In some instances the measured clade turnover is higher than the theoretical value W_a(q=1) and parameters cannot be inferred. As seen for the non-spatial simulations this can also occur at high death rates due to the finite threshold size. A potential improvement to the inference approach would be to compare the turnover measured on spatial simulations to the curves from non-spatial simulations instead of the theory.
Inference - b dependence - Inference of death b and mutation rate μ for single tumors at fixed μ. Mutation rate is inferred using the estimated b by computing the tumors clone turnover W_c and comparing to the theoretical curve. For each death rate we simulate 10 tumors at a = 1.0, μ = 0.2, threshold size N = 2000 and final size 100000. However, at b = 0.7 two and at b = 0.8 four of these show high lineage turnover such that b cannot be estimated and are excluded. Error bars indicate standard deviation.
Inference with fit- b dependence - Inference of death b and mutation rate μ for single tumors at fixed μ. Mutation rate is inferred using the estimated b by subsampling mutations thus effectively reducing the mutation rate, computing the clone turnover for each subset and fitting the resulting pseudo-turnover curve to the analytical curve. For each death rate we simulate 10 tumors at a = 1.0, μ = 0.2, threshold size N = 2000 and final size 100000. However, at b = 0.7 two and at b = 0.8 four of these show high lineage turnover such that b cannot be estimated and are excluded. The set of mutations is subsampled at probabilities L = 0.1, 0.2..., 1.0 with 10 repetitions each. Error bars indicate standard deviation.

- Tasks to complete
**A.** In the passage on tumor parameter inference, rewrite the paragraph beginning "Inference - b dependence" as a short bulleted list that keeps its main facts.
**B.** Answer these questions using the passage on tumor parameter inference.
(i) What improvement to the inference approach does the passage suggest?
(ii) What final tumor size is used in the simulations?
(iii) At what probabilities is the set of mutations subsampled, and how many repetitions are made at each?
**C.** Continue the passage on tumor parameter inference, starting after its final sentence.

- Input data

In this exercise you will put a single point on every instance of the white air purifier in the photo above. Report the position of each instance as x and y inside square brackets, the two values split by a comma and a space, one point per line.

- Responses
**A.**
- Death rate b and mutation rate μ are inferred for single tumors at fixed μ.
- μ is inferred from the estimated b by computing the tumor's clone turnover W_c and comparing it to the theoretical curve.
- For each death rate, 10 tumors are simulated at a = 1.0, μ = 0.2, threshold size N = 2000 and final size 100000.
- Some tumors show lineage turnover too high for b to be estimated and are excluded: two at b = 0.7 and four at b = 0.8.
- Error bars show standard deviation.

**B.**
(i) Compare the turnover measured on spatial simulations to the curves from non-spatial simulations instead of the theory.
(ii) 100000.
(iii) At L = 0.1, 0.2..., 1.0, with 10 repetitions each.

**C.**
Inference - μ dependence - Inference of death b and mutation rate μ for single tumors at fixed b. Mutation rate is inferred using the estimated b by computing the tumor's clone turnover W_c and comparing to the theoretical curve. For each death rate we simulate 10 tumors at a = 1.0, b = 0.4, threshold size N = 2000 and final size 100000. Error bars indicate standard deviation.
Inference with fit- μ dependence - Inference of death b and mutation rate μ for single tumors at fixed b. Mutation rate is inferred using the estimated b by subsampling mutations thus effectively reducing the mutation rate, computing the clone turnover for each subset and fitting the resulting pseudo-turnover curve to the analytical curve. For each death rate we simulate 10 tumors at a = 1.0, b = 0.4, threshold size N = 2000 and final size 100000. The set of mutations is subsampled at probabilities L = 0.1, 0.2..., 1.0 with 10 repetitions each. Error bars indicate standard deviation.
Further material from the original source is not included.